Play then moves on to Tempest – his choices are different, reflecting his own character design. He can play ‘Gene Bound Shackles’ which will increase his damage by two, but only if he’s targeting the villain with the highest HP. He can play Elemental Subwave Inducer, which changes all his damage types to a different kind for the round – so if someone is immune to fire (as Ra can become), he can change all his damage types to electricity. He also takes one less damage from the type he’s selected. This only lasts a round, but he gets to choose a new damage form at the start of his next turn.
The Elemental Subwave Inducer is an equipment card (so it would have been destroyed by the Baron’s Devious Disruption), and it’s also ‘Limited’. We can only have one of those in play at any one time, regardless of how many we may have in our hand.

SET TASKS:
1. Decide whether each statement agrees with the Tempest passage, answering yes or no and quoting the words that settle it: (a) The damage type chosen with the Elemental Subwave Inducer stays in effect for only one round. (b) Several Elemental Subwave Inducer cards can be in play together. (c) The Elemental Subwave Inducer is an equipment card.
2. Extend the Tempest passage with a few more sentences, picking up right after its final sentence.
The data that follow have no connection to the Tempest passage.

(Image location labeling entries)

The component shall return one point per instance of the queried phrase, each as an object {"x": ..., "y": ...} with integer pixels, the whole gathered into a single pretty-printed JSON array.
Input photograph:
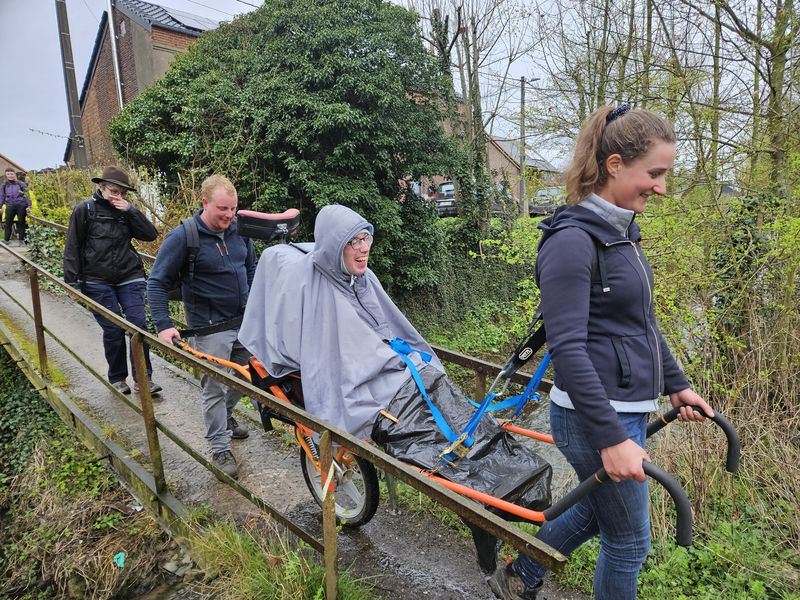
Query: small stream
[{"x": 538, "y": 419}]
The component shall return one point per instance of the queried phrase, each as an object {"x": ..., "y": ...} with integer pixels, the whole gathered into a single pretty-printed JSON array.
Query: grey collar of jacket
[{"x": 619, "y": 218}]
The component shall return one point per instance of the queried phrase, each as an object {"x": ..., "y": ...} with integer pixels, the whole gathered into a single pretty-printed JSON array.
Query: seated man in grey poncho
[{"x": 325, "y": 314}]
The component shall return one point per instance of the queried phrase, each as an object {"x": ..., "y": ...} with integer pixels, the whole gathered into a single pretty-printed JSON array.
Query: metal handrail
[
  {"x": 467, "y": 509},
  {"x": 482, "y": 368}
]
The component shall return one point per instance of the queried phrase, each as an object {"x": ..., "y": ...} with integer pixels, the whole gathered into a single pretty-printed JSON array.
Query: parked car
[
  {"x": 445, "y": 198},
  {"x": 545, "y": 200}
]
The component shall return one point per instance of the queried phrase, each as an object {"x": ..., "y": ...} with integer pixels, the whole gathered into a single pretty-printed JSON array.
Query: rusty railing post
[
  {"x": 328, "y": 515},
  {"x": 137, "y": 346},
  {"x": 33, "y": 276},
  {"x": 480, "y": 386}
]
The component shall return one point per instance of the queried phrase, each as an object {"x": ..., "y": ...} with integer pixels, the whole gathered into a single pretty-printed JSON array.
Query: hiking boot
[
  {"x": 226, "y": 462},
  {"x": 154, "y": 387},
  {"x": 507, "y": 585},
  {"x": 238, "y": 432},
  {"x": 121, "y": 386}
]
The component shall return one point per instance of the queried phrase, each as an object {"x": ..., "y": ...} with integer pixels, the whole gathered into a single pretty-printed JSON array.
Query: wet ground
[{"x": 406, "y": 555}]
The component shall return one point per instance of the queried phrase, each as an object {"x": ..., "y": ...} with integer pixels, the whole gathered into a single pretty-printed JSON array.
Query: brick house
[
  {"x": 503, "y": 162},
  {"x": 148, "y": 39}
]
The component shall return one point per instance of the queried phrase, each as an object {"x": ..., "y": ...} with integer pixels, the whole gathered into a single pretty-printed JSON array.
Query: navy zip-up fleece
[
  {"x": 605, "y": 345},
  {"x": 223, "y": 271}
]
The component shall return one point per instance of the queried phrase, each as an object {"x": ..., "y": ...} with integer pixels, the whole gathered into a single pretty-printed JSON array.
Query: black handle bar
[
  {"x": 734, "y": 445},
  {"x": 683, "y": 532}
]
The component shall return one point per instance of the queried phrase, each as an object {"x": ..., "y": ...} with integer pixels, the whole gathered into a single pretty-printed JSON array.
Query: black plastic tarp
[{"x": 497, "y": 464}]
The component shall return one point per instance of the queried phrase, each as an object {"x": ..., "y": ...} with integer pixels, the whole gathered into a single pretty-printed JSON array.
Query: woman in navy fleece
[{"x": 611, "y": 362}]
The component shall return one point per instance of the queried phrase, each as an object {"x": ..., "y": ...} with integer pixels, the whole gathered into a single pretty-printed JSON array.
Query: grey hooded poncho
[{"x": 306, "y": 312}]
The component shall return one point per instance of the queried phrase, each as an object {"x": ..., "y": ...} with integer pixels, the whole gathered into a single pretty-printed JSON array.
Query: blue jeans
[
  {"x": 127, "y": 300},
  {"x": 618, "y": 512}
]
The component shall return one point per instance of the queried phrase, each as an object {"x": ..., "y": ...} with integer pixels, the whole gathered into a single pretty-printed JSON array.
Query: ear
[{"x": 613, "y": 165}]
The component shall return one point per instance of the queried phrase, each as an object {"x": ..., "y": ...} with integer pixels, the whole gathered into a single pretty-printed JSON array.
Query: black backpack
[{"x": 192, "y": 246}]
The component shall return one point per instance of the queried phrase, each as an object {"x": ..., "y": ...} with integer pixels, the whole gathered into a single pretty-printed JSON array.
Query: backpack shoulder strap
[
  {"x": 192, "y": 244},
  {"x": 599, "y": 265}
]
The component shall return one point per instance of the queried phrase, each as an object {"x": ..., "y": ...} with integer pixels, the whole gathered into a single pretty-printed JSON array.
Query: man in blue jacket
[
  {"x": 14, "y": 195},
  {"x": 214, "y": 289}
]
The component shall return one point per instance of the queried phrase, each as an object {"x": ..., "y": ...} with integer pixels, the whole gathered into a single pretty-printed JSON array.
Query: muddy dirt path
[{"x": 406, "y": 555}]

RESULTS IN ORDER:
1.
(a) Yes: "This only lasts a round"
(b) No: "We can only have one of those in play at any one time"
(c) Yes: "The Elemental Subwave Inducer is an equipment card"

2.
We can play Shielding Winds, which absorbs serious damage – if we would take five damage from a single source, we reduce that damage by two. And, that impacts on *all the heroes*, not just Tempest. It’s a group buff, in other words. It’s ongoing, so also would have been destroyed by Devious Disruption if it had been in play when the Baron drew the card. Knowing what the Baron has done and could do in the future is an important part of knowing when it’s safe to play cards and when your effort is likely to be wasted.
He can also play ‘Into the Stratosphere’, which allows him to temporarily knock a villain card out of play – it’ll return the next time the villain plays a card though. That might be good for the Mobile Defence Platform, except that it’ll just come back – if we had more heroes to play after us, we might think ‘I’ll open this up for them to bring the hurt’. We don’t though, so instead Tempest plays Gene-Bound shackles – any time he attacks the villain card with the highest health, he does a meaty 2 HP of extra damage. That’s a conditional damage effect though, so we don’t use the general reminder token like we did for Ra. We’ll just need to remember it’s something that we do, because it’s not something we do all the time.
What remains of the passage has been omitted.